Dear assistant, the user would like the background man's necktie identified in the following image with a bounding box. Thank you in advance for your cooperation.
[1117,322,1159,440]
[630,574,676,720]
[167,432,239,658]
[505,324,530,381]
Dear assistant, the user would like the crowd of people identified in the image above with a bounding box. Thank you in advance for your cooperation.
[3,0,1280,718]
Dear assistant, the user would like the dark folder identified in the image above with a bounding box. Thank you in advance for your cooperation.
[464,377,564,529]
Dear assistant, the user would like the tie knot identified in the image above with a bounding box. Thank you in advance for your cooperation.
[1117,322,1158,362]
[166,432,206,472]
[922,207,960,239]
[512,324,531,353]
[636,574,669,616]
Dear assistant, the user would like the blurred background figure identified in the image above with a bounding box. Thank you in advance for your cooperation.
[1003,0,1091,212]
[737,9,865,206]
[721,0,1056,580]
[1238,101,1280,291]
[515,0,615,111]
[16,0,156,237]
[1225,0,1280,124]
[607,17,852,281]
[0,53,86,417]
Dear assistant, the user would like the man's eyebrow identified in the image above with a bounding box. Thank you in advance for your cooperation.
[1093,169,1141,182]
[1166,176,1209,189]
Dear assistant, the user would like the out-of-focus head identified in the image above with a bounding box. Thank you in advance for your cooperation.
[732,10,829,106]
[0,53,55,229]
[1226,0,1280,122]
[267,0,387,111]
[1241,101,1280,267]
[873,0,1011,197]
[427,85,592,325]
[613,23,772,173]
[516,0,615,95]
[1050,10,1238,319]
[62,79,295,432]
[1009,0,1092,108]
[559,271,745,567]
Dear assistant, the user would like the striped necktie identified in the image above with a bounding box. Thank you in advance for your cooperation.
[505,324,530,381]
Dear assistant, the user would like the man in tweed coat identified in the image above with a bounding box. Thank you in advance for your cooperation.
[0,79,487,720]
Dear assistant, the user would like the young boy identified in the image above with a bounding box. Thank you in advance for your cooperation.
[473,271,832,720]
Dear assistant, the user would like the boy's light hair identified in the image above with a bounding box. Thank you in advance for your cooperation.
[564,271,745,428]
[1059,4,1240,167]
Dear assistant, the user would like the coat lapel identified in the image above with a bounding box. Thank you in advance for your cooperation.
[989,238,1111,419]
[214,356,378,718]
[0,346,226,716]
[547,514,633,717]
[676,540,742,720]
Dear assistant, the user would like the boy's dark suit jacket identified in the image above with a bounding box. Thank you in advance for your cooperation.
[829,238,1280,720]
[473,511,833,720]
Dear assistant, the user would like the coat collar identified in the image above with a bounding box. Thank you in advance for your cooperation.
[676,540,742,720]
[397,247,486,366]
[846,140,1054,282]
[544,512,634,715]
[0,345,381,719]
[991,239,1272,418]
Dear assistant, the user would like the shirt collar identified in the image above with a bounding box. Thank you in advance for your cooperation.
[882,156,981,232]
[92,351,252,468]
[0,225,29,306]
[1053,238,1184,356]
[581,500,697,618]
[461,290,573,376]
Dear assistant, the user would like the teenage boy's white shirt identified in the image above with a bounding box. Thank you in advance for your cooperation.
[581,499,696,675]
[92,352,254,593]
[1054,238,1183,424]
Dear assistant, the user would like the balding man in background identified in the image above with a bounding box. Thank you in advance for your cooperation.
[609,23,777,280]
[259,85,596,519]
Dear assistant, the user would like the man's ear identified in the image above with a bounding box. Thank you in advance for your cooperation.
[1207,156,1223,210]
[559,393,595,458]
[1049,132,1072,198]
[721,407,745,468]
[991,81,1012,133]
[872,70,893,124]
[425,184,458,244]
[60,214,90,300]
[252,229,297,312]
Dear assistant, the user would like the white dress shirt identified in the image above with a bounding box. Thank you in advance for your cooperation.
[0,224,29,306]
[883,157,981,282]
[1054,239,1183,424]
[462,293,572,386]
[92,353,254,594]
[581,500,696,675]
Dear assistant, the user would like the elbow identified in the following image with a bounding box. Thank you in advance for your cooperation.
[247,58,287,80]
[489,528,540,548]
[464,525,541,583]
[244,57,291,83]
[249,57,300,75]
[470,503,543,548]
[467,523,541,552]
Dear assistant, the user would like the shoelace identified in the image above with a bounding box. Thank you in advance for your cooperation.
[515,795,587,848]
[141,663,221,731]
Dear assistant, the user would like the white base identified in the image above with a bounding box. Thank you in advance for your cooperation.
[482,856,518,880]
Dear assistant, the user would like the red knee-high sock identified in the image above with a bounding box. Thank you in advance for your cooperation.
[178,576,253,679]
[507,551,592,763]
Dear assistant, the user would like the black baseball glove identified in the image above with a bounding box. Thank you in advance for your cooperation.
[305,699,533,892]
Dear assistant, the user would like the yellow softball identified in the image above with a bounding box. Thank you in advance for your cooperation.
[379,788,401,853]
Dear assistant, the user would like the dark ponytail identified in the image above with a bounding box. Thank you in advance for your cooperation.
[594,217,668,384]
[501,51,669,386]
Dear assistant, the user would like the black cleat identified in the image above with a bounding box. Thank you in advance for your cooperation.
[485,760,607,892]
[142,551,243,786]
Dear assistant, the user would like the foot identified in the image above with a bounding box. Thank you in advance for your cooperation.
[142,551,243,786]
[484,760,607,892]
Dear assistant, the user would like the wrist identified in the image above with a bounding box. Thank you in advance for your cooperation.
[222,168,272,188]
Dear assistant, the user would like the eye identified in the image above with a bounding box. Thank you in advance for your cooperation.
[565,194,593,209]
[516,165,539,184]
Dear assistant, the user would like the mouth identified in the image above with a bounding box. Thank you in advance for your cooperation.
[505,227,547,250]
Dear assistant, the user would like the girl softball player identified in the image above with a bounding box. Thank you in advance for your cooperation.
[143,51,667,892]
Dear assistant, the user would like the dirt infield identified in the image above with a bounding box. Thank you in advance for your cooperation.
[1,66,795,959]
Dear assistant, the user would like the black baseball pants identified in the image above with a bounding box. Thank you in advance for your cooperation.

> **Work item**:
All the entries above are to be transcribed without any alteration.

> **Solved exercise**:
Dear assistant, the user would like the background man's necktie identified in the following image with a bounding box. Thank you in advance for your cooperation.
[1117,322,1159,440]
[630,574,676,720]
[167,432,239,658]
[505,324,530,381]
Dear assistant, the user would like the crowd of people identified in the image above with a bounding box. Thank you in advance for your cooperation.
[3,0,1280,718]
Dear assistant, the user would like the dark folder identified in the image above with a bounding box. Thank you in advance for your cooperation.
[464,377,564,529]
Dear assistant, the user would like the tie knot identified in the image above with a bounding box. Thank you in advance for your cooperation.
[1117,322,1158,362]
[166,432,206,472]
[922,207,960,239]
[512,324,531,353]
[636,574,669,616]
Dear assistant, the user would like the blurred background figure identified in the image above with a bounding box. Thank you in advance for your cooperation.
[1003,0,1091,212]
[737,9,865,206]
[721,0,1056,580]
[1238,101,1280,291]
[515,0,615,111]
[16,0,156,237]
[1225,0,1280,124]
[607,17,852,281]
[0,53,86,417]
Dear assistant, the user would like the man's eyebrow identified in the image above with a bounding box. Thank you in advance for your cooperation.
[1093,169,1141,182]
[1166,176,1209,189]
Dear assistant, the user would like the out-of-focus head identified in the image above with a bounding box. Thank you in advance for your cooperation.
[732,10,829,106]
[0,53,55,229]
[1226,0,1280,122]
[267,0,387,111]
[1241,101,1280,267]
[873,0,1011,197]
[427,85,592,325]
[613,23,772,173]
[516,0,615,95]
[1050,10,1238,319]
[62,79,295,432]
[1009,0,1092,108]
[559,271,745,567]
Dear assistant, the user would like the striped necktie identified in the image above with a bounding box. Thank you in advance for your cooperation.
[505,324,530,381]
Dear assistant, the user would like the man in tweed coat identified in the image above with a bounding box. Thank you in advance for your cooperation.
[0,79,487,720]
Dear assistant, the user would like the young boy identified in the image above with a bounding box. Thank you in advance for your cooperation.
[473,271,832,720]
Dear assistant, the user would like the boy's light hair identified in the image above with a bounding box. Thank you in advance for your cooperation.
[564,271,745,428]
[1059,4,1240,167]
Dear assistant, the user would like the coat lapel identified in the image above with a bounding box. Thank you in advance for your cooperation.
[989,238,1111,419]
[214,356,378,718]
[0,346,226,716]
[547,514,633,717]
[676,540,742,720]
Dear assistant, the user would like the boy's dark suit jacket identified in the image above with a bounding box. Thank you in advance for your cooperation.
[829,238,1280,720]
[473,511,833,720]
Dear assistant, the user would like the coat collar identified in the image above with a bounding box. Thank you in advance for your cooperation.
[676,540,742,720]
[397,247,486,366]
[846,140,1054,282]
[544,512,634,715]
[0,345,381,719]
[991,239,1272,418]
Dear assistant, the user would like the shirt collar identified in the image above with a bounding box. Thank you in advance for your cooperation.
[882,156,981,232]
[92,351,252,468]
[0,225,29,306]
[1053,238,1184,356]
[581,500,697,618]
[461,290,573,376]
Dear assistant, the user would like the teenage boy's white shirt identified in the image above with a bounding box. Thank you in advance for your cooperation.
[581,499,696,675]
[92,352,254,593]
[1054,238,1183,424]
Dear assistant, the user would like the balding man in background identified in the image above with a bounding box. Thank you in advance for your cooperation.
[609,23,777,280]
[259,85,596,519]
Dear assistant, the user would like the man's ear identified in the image above with a bounding box. Thank you in advance for your cooperation.
[1207,156,1223,210]
[559,393,595,458]
[1049,132,1072,198]
[721,407,745,468]
[991,81,1012,133]
[872,70,893,124]
[425,184,458,244]
[60,214,90,300]
[252,229,297,312]
Dear assistant, the user would like the white dress shirt identified in the image above with a bounding box. Thank you in advance for your cooperation.
[0,224,29,306]
[883,157,981,282]
[1054,239,1183,424]
[462,293,572,386]
[92,353,254,594]
[581,500,696,675]
Dear assistant, the user would like the elbow identified in the following image with a bounding box. Thank you in advance for your cooperation.
[247,58,287,80]
[489,528,540,548]
[464,525,541,583]
[244,57,291,83]
[249,57,300,75]
[470,503,543,548]
[467,523,541,552]
Dear assistant, the user would like the shoelace identified in the image above with a bounding box. Thank you in advance for your cooperation.
[515,795,587,848]
[141,663,221,731]
Dear assistant, the user would like the white base identified in the image above with a bounding box. Thank you in advance for your cooperation.
[482,856,518,880]
Dear assistant, the user would like the red knee-high sock identified in the image above with a bounding box. Thank you in advance for your cooperation.
[178,576,253,679]
[507,551,592,763]
Dear assistant, the user would like the black baseball glove identified in the image above with a bounding box. Thank you in advance for your cooperation.
[305,699,533,892]
Dear assistant, the user would like the yellow softball identified in the image above with a bounding box. Thank you in advance for your cooperation.
[379,788,401,853]
Dear assistant, the user would like the dark ponytail identified in the image above with a bounding box. Thank you in advance for your cooperation.
[594,217,668,384]
[501,51,669,386]
Dear assistant, the user would like the black cleat identified in the image above with a bounding box. Thank you in advance for your cooperation.
[485,760,607,892]
[142,551,243,786]
Dear assistant, the user would like the foot identified in the image above with a bounding box. Thank you in advance for your cooperation.
[142,551,243,786]
[484,760,607,892]
Dear assistant, the user would like the wrist identified in the image above with a bounding box. Thank you in advance for your cooperation.
[222,168,272,188]
Dear assistant, the user would like the eye identified in the image above with a bounding box. Thank you in advance for your cooperation.
[565,194,593,209]
[516,165,539,184]
Dear assistant, the user would like the mouth identified in the image above with a bounding box. Thank you in advance for your cooperation.
[505,227,547,250]
Dear assistant, the user would like the girl softball player identified in the image above with a bounding box. Thank you in advance for your cooperation.
[143,51,667,892]
Dear assistant, the user would like the dirt infield identified in the image above with a bounding box. Thank you in advance for your cooperation.
[1,66,795,959]
Dear assistant, the user would like the black baseball pants identified in the image above with a bounding box. Thank you in advance for your cooperation.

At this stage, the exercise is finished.